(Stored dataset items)

════════════════

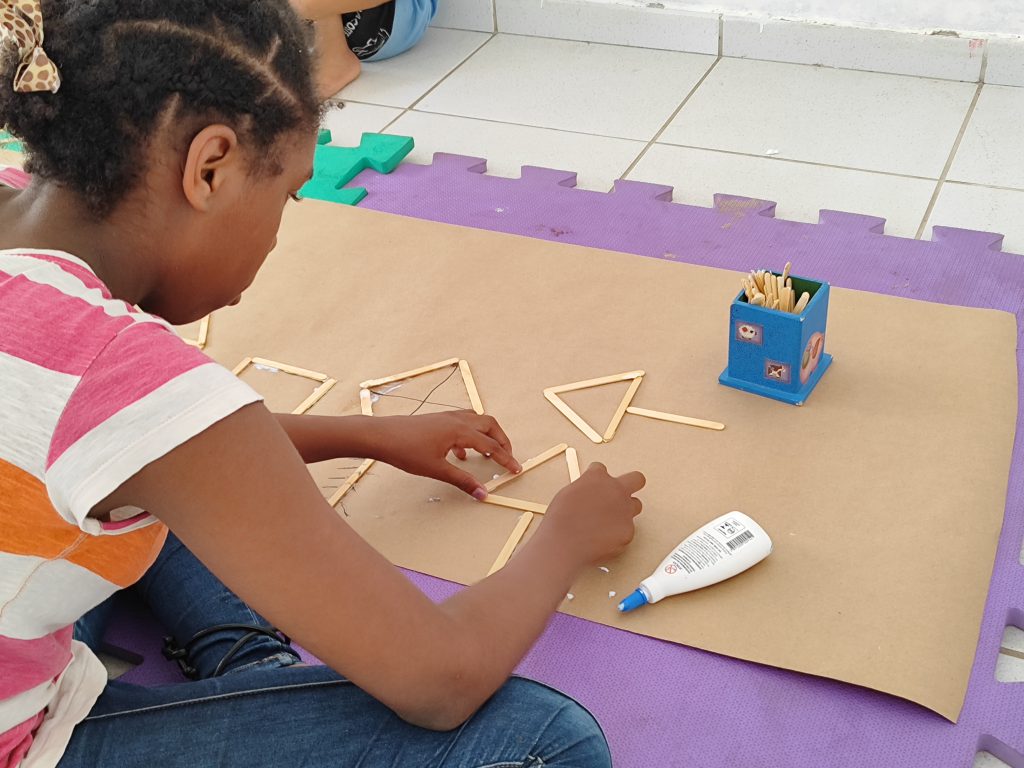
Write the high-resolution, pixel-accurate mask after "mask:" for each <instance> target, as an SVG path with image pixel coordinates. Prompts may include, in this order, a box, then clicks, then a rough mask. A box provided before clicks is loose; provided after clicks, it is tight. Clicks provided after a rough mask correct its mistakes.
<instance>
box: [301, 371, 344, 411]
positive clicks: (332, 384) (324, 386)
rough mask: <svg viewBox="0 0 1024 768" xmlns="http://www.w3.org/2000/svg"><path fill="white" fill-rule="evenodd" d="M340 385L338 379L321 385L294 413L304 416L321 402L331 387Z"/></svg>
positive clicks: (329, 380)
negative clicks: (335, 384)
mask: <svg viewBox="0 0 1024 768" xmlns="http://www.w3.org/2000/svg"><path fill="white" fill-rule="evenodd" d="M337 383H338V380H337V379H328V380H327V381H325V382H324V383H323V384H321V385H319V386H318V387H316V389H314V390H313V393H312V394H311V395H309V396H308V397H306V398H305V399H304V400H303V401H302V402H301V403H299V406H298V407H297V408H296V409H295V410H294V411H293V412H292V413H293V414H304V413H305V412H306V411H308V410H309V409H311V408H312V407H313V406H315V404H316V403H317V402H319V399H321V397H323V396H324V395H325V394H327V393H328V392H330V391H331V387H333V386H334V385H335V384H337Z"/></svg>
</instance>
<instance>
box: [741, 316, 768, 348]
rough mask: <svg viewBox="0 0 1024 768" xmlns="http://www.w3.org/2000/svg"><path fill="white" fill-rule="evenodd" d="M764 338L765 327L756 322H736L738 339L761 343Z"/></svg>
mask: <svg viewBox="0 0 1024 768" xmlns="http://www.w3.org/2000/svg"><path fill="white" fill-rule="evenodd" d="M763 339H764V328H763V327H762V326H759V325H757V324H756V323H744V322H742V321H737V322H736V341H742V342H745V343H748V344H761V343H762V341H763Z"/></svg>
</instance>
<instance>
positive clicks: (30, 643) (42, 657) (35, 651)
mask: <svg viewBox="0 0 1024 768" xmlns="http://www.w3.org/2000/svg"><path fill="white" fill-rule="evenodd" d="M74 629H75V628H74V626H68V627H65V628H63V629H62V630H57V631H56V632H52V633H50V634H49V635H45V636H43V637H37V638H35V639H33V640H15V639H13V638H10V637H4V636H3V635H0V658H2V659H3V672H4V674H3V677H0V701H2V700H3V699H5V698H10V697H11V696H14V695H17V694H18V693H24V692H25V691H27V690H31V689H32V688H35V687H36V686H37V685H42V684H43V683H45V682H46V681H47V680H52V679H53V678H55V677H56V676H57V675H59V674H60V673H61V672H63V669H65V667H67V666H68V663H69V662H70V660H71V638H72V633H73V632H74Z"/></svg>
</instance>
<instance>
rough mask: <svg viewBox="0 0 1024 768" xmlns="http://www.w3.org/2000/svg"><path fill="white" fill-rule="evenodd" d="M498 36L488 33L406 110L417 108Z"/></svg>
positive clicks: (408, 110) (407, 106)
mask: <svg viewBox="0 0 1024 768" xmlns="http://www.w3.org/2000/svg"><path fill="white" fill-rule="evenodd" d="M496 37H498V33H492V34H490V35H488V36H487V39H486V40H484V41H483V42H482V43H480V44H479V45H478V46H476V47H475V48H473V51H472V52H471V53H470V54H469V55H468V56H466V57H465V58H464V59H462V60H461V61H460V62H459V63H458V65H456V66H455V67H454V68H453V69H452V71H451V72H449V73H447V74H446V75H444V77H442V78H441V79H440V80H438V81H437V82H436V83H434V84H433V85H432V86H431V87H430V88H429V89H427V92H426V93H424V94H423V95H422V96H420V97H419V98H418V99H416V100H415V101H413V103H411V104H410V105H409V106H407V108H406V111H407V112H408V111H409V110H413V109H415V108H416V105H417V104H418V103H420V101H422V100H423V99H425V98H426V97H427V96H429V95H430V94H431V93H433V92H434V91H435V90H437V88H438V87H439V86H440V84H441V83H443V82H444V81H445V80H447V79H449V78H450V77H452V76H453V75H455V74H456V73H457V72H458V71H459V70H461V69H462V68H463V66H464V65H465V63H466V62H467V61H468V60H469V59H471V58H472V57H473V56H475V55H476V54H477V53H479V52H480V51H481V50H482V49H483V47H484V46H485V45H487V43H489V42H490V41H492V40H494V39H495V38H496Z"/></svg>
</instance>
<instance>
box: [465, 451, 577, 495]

════════════════

_Work request_.
Rewrite all of the lines above, switching "rough mask" to "coarse mask" wherever it occurs and changing nothing else. Leave the pictures out of your answer.

_Exercise response_.
Write the high-resolution, pixel-accurate mask after "mask:" for each <instance> target, as an SVG path with image pixel coordinates. Prompts may include, in this order, a box, then clicks, then a coarse mask. A box provided before clicks is loose; provided after clicks, it is tight. Clicks provided after a coarse mask correct its mistakes.
<instance>
box: [301, 371, 344, 411]
positive clicks: (332, 384) (324, 386)
coarse mask: <svg viewBox="0 0 1024 768" xmlns="http://www.w3.org/2000/svg"><path fill="white" fill-rule="evenodd" d="M340 385L338 379L321 385L294 413L304 416L321 402L331 387Z"/></svg>
positive clicks: (329, 380)
negative clicks: (335, 384)
mask: <svg viewBox="0 0 1024 768" xmlns="http://www.w3.org/2000/svg"><path fill="white" fill-rule="evenodd" d="M337 383H338V380H337V379H328V380H327V381H325V382H324V383H323V384H321V385H319V386H318V387H316V389H314V390H313V393H312V394H311V395H309V396H308V397H306V398H305V399H304V400H303V401H302V402H301V403H299V406H298V407H297V408H296V409H295V410H294V411H293V412H292V413H293V414H304V413H305V412H306V411H308V410H309V409H311V408H312V407H313V406H315V404H316V403H317V402H319V399H321V397H323V396H324V395H325V394H327V393H328V392H330V391H331V387H333V386H334V385H335V384H337Z"/></svg>
</instance>
<instance>
box: [741, 316, 768, 348]
coarse mask: <svg viewBox="0 0 1024 768" xmlns="http://www.w3.org/2000/svg"><path fill="white" fill-rule="evenodd" d="M764 338L765 327L756 322H736L738 339L761 343Z"/></svg>
mask: <svg viewBox="0 0 1024 768" xmlns="http://www.w3.org/2000/svg"><path fill="white" fill-rule="evenodd" d="M763 339H764V328H763V327H762V326H759V325H757V324H756V323H744V322H742V321H737V322H736V341H742V342H745V343H748V344H761V343H762V341H763Z"/></svg>
</instance>
<instance>
positive clicks: (30, 643) (42, 657) (35, 651)
mask: <svg viewBox="0 0 1024 768" xmlns="http://www.w3.org/2000/svg"><path fill="white" fill-rule="evenodd" d="M74 629H75V628H74V626H68V627H65V628H63V629H62V630H57V631H56V632H52V633H50V634H49V635H45V636H43V637H37V638H35V639H33V640H15V639H13V638H10V637H4V636H3V635H0V658H2V659H3V672H4V674H3V677H0V701H2V700H3V699H5V698H10V697H11V696H14V695H17V694H18V693H24V692H25V691H27V690H31V689H32V688H35V687H36V686H37V685H42V684H43V683H45V682H46V681H47V680H52V679H53V678H55V677H56V676H57V675H59V674H60V673H61V672H63V669H65V667H67V666H68V663H69V662H70V660H71V638H72V633H73V632H74Z"/></svg>
</instance>
<instance>
coarse mask: <svg viewBox="0 0 1024 768" xmlns="http://www.w3.org/2000/svg"><path fill="white" fill-rule="evenodd" d="M498 36L488 33L406 110L417 108Z"/></svg>
positive clicks: (408, 110) (407, 106)
mask: <svg viewBox="0 0 1024 768" xmlns="http://www.w3.org/2000/svg"><path fill="white" fill-rule="evenodd" d="M496 37H498V33H492V34H490V35H488V36H487V39H486V40H484V41H483V42H482V43H480V44H479V45H478V46H476V47H475V48H473V51H472V52H471V53H470V54H469V55H468V56H466V57H465V58H464V59H462V60H461V61H460V62H459V63H458V65H456V66H455V67H454V68H453V69H452V71H451V72H449V73H447V74H446V75H444V77H442V78H441V79H440V80H438V81H437V82H436V83H434V84H433V85H432V86H431V87H430V88H429V89H427V92H426V93H424V94H423V95H422V96H420V97H419V98H418V99H416V100H415V101H413V103H411V104H410V105H409V106H407V108H406V111H407V112H408V111H409V110H413V109H415V108H416V105H417V104H418V103H420V101H422V100H423V99H425V98H426V97H427V96H429V95H430V94H431V93H433V92H434V91H435V90H437V88H438V87H439V86H440V84H441V83H443V82H444V81H445V80H447V79H449V78H450V77H452V76H453V75H455V74H456V73H457V72H458V71H459V70H461V69H462V68H463V66H464V65H465V63H466V62H467V61H468V60H469V59H471V58H472V57H473V56H475V55H476V54H477V53H479V52H480V51H481V50H482V49H483V47H484V46H485V45H487V43H489V42H490V41H492V40H494V39H495V38H496Z"/></svg>
</instance>
<instance>
box: [465, 451, 577, 495]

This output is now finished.